Why The Government Cannot Lock Up Longtime Residents Indefinitely Without A Hearing

Why The Government Cannot Lock Up Longtime Residents Indefinitely Without A Hearing

Immigration and Customs Enforcement cannot lock you up and throw away the key just because you lack legal status. That is the definitive message sent by the federal courts this week. If the government wants to keep a longtime resident behind bars while sorting out a deportation case, it has to prove its case to a judge within 90 days. No exceptions.

This major legal showdown directly dismantles a tough Trump administration detention policy. Ever since the White House introduced strict detention guidance in July 2025, immigration agents have routinely locked up undocumented individuals without offering them a single chance to ask for a bond release. The administration claimed federal law requires holding noncitizens until the day they are deported. The courts just called foul. In other updates, read about: How A Ridiculous Selfie Solved A Six Figure California Burglary.

The 5th U.S. Circuit Court of Appeals in New Orleans handed down a sharp 2-1 ruling on Thursday, July 2, 2026, declaring that the U.S. Constitution still applies to people living within our borders. You cannot hold someone indefinitely without due process. The ruling specifically protects immigrants who have built lives, homes, and families in the country before their arrest.

LISTED RECORDS:
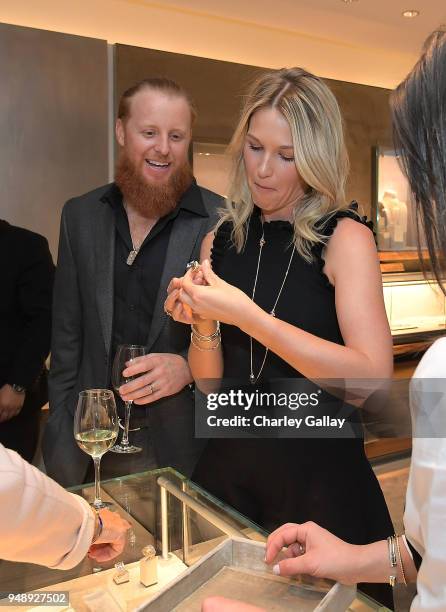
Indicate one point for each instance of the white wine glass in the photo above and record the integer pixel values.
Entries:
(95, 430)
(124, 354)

==

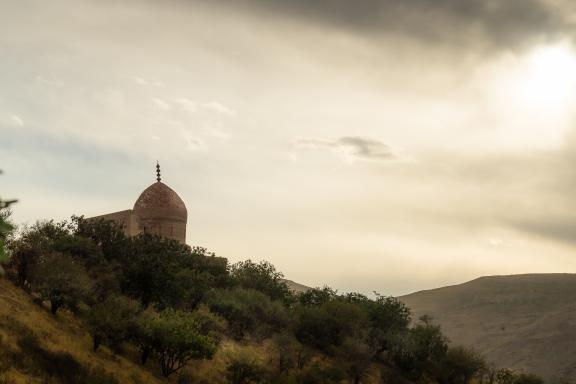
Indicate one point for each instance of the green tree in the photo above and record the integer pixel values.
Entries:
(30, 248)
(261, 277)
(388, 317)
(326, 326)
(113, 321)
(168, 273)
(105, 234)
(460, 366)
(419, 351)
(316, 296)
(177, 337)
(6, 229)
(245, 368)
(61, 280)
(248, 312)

SHORT TASK 1: In one to three sentences, explain the reason the article on immigration detention gives for the 5th Circuit's ruling that longtime residents cannot be held indefinitely without a hearing.
SHORT TASK 2: Carry on the article on immigration detention from its last sentence.
The lines above have no connection to the article on immigration detention.

EXERCISE OUTPUT 1: The court declared that the U.S. Constitution still applies to people living within the country's borders. Because of that, the government cannot hold someone indefinitely without due process.

EXERCISE OUTPUT 2:
The 5th Circuit Draws a Hard Line on Detention

This latest decision stems from a highly contentious policy shift. Last year, the executive branch moved to stop providing bond hearings for broad classes of detained immigrants. It was a blanket approach. If you were in the deportation pipeline, you stayed in an ICE cell. Reuters has analyzed this important topic in extensive detail.

The 5th Circuit panel rejected that strategy. Writing for the majority, Judge Leslie H. Southwick made the requirement crystal clear. The government must hold a hearing within 90 days of locking someone up. At that hearing, federal lawyers have to show an individualized justification for keeping that specific person jailed. They have to prove the person is a flight risk or a clear danger to the community.

"Our only requirement is that a hearing must be held within 90 days of the commencement of detention and that at the hearing, the Government must articulate an individualized justification for further detention without bond," Southwick wrote.

Judge Southwick, an appointee of former President George W. Bush, anchored his opinion in fundamental constitutional law. He reminded the government that the founding documents protect everyone physically present in the United States. Liberty cannot depend on a sweeping, one-size-fits-all policy from Washington.

Who This Affects and How We Got Here

The case that triggered this ruling highlights exactly how aggressive immigration enforcement has become. Texas state troopers stopped three men—Ignacio Sosnava Rodriguez, Miguel Angel Gomez Alvarado, and Alejandro Villegas Angel—during routine traffic stops between November 2025 and February 2026. All three had lived in the country for at least 14 years. They had deep roots in their communities.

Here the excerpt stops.